▶ **Parts of the exercise**
A – According to the Legends of Tomorrow review, in what year did the show premiere?
B – In the Legends of Tomorrow review, rewrite the part starting with "DC's Legends of" and going on through "two-part pilot episode.", replacing "crossover" with "team-up event".
C – Answer yes or no to each statement about the Legends of Tomorrow review, and quote the words of the review that decide it: (i) The show premiered with a two-part pilot episode. (ii) The show is the second show in the Arrowverse. (iii) That year's annual crossover was called Heroes United.

▶ **Supplied passage**
Review: Legends of Tomorrow: Season 1

Their time is now.

DC's Legends of Tomorrow, as is its official title, is the third show in The CW's superhero TV show universe known by fans as the Arrowverse and features already established character from the other two shows, Arrow and The Flash, teaming up to save the world. The show was build up and promoted pretty heavily before its premiere. Both Arrow and The Flash spent a good amount of the first half of their 4th and 2nd seasons respectively setting the stage for the show by giving attention to the characters that would make the jump. That year's annual crossover, Heroes United, could almost be described as a backdoor pilot. You could feel that the CW had a lot of confidence in the show when it premiered in 2016 with a two-part pilot episode.

▶ **Supplied material**
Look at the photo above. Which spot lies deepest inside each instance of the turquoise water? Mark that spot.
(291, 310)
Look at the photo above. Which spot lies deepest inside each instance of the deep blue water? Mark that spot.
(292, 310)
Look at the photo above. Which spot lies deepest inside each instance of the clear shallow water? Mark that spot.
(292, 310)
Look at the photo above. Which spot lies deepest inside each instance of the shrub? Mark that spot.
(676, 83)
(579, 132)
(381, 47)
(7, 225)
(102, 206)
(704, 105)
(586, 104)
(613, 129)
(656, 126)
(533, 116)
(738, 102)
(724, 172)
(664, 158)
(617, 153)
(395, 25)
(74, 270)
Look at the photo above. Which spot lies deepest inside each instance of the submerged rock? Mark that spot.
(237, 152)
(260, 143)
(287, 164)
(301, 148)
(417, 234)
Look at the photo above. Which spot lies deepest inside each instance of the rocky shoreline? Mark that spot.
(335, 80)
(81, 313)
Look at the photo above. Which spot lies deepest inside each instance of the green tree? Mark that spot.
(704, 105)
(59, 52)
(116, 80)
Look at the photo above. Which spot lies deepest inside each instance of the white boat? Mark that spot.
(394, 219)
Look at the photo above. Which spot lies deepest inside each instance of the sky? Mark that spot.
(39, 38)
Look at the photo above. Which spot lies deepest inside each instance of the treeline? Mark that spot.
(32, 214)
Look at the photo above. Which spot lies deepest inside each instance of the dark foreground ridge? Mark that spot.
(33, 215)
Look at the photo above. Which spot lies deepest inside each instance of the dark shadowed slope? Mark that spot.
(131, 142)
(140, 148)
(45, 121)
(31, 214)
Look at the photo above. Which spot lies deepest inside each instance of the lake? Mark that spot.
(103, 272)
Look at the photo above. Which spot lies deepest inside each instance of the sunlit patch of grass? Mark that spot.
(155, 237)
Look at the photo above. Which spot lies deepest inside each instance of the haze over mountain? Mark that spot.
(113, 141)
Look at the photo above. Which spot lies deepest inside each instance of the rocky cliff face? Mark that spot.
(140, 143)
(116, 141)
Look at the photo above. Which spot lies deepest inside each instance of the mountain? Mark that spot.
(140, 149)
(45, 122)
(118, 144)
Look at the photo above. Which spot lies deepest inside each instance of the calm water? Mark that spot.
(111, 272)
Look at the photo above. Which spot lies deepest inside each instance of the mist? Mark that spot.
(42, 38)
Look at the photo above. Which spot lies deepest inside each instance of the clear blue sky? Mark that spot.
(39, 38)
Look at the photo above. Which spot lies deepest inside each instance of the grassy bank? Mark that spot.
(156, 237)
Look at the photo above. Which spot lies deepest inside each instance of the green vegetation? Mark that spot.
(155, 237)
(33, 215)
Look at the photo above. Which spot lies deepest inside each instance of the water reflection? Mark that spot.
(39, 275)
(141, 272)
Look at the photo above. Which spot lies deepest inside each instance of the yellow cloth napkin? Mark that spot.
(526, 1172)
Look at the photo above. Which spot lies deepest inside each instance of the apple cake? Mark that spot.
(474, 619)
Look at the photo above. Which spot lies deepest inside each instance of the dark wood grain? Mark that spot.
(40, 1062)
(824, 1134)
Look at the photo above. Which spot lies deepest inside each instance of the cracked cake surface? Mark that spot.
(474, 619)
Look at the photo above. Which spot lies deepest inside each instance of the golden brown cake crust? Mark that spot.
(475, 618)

▶ **Written answers**
A – 2016

B –
DC's Legends of Tomorrow, as is its official title, is the third show in The CW's superhero TV show universe known by fans as the Arrowverse and features already established character from the other two shows, Arrow and The Flash, teaming up to save the world. The show was build up and promoted pretty heavily before its premiere. Both Arrow and The Flash spent a good amount of the first half of their 4th and 2nd seasons respectively setting the stage for the show by giving attention to the characters that would make the jump. That year's annual team-up event, Heroes United, could almost be described as a backdoor pilot. You could feel that the CW had a lot of confidence in the show when it premiered in 2016 with a two-part pilot episode.

C –
(i) Yes: "it premiered in 2016 with a two-part pilot episode"
(ii) No: "is the third show in The CW's superhero TV show universe"
(iii) Yes: "That year's annual crossover, Heroes United"